# Parts of the exercise:
[1] Answer these questions from the Nomad issue thread, each on its own line:
(a) What does the opening line say the feature would simplify?
(b) What do Nomad servers accept?
(c) Where will the issue be moved?
[2] List everything the Nomad issue thread invites other community members to offer or do on the issue.
[3] Write the next part of the Nomad issue thread, picking up after its final sentence.

# Text section:
◇ ◇ ◇ ◇ ◇ ◇ ◇

This feature would simplify the process of running docker images on multi-architecture clusters

jrasell commented 1 year ago

Hi @Elara6331 and thanks for raising this issue.

This would be a great addition, but there are some current architectural patterns within Nomad that would make this difficult/impossible. The biggest one being that the Nomad servers accept job registrations but are not expected to have Docker available nor have any current interaction with it. I do think this would be a good idea to have in some form though, so will move this to our backlog. If other community members have ideas, thoughts, or simply want to +1 this issue, please do.

◇ ◇ ◇ ◇ ◇ ◇ ◇

# Given data:
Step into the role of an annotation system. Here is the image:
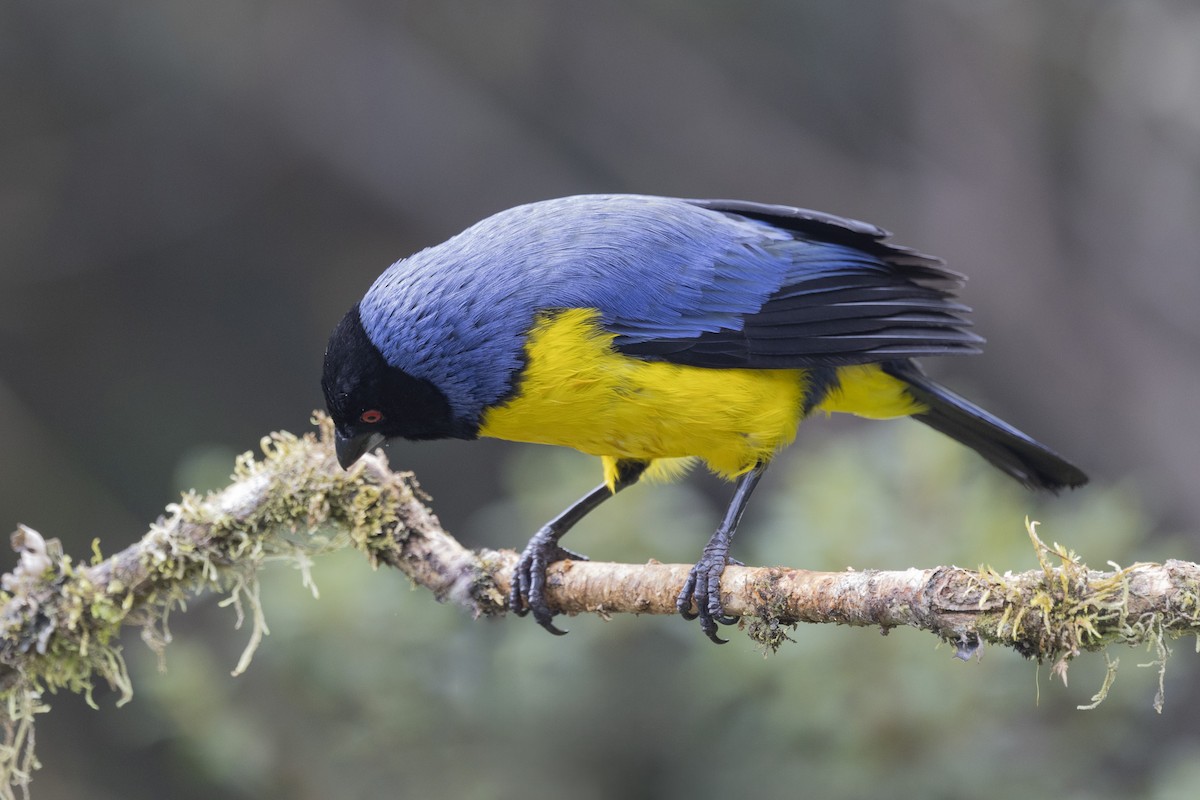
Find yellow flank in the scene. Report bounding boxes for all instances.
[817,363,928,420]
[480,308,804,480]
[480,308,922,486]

◇ ◇ ◇ ◇ ◇ ◇ ◇

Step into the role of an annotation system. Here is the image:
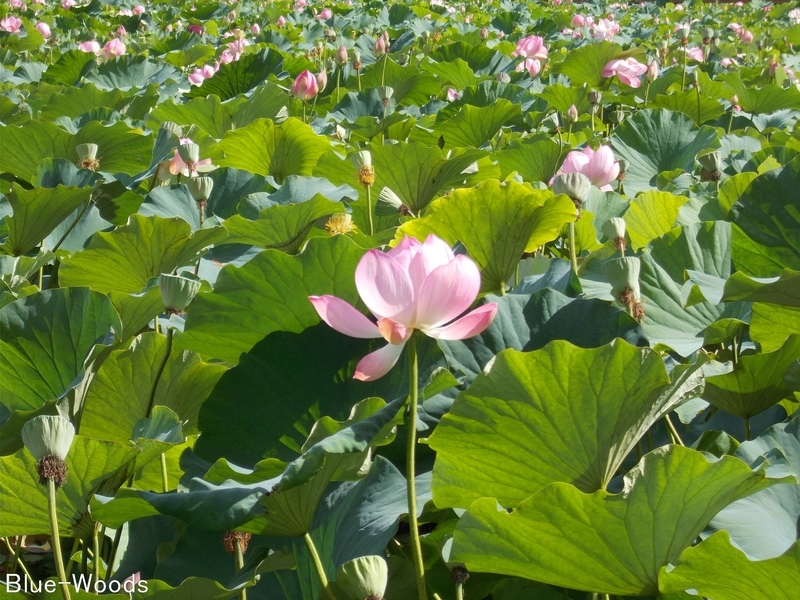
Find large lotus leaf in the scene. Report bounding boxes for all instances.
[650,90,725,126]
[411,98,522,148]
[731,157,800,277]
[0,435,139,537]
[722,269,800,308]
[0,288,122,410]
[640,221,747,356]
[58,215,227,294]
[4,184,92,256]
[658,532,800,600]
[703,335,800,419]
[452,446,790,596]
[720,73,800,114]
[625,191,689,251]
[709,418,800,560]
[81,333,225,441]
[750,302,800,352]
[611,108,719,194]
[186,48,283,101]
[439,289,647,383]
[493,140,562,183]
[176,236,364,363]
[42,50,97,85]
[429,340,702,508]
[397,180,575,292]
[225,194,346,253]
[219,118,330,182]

◇ ◇ ◇ ◇ ◇ ◇ ◇

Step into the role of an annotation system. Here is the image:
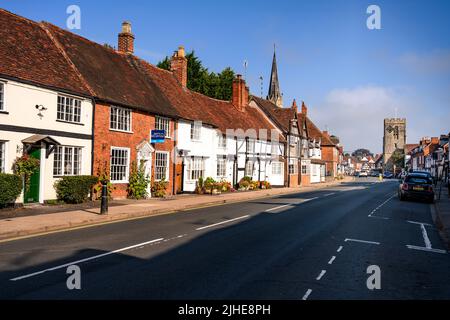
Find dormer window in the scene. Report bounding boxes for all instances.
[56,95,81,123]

◇ ◇ ◇ ◇ ◇ ◇ ◇

# Results:
[1]
(a) The process of running docker images on multi-architecture clusters.
(b) Job registrations.
(c) To the backlog.

[2]
- Share ideas
- Share thoughts
- +1 the issue

[3]
Elara6331 commented 1 year ago

I've done some research on this, and Docker itself just uses an API to get the manifests, so it doesn't need to be installed to get the information. Here's a simple program I made that just prints out all the supported platforms of an image or manifest using github.com/google/go-containerregistry:

package main

import (
    "os"
    "fmt"

    "github.com/google/go-containerregistry/pkg/authn"
    "github.com/google/go-containerregistry/pkg/name"
    "github.com/google/go-containerregistry/pkg/v1/remote"
)

func main() {
    if len(os.Args) < 2 {
        fmt.Printf("Usage: %s <ref>\n", os.Args[0])
        os.Exit(1)
    }

    ref, err := name.ParseReference(os.Args[1])
    if err != nil {
        panic(err)
    }

    desc, err := remote.Head(ref, remote.WithAuthFromKeychain(authn.DefaultKeychain))
    if err != nil {
        panic(err)
    }

    if desc.MediaType.IsIndex() {
        index, err := remote.Index(ref, remote.WithAuthFromKeychain(authn.DefaultKeychain))
        if err != nil {
            panic(err)
        }

        im, err := index.IndexManifest()
        if err != nil {
            panic(err)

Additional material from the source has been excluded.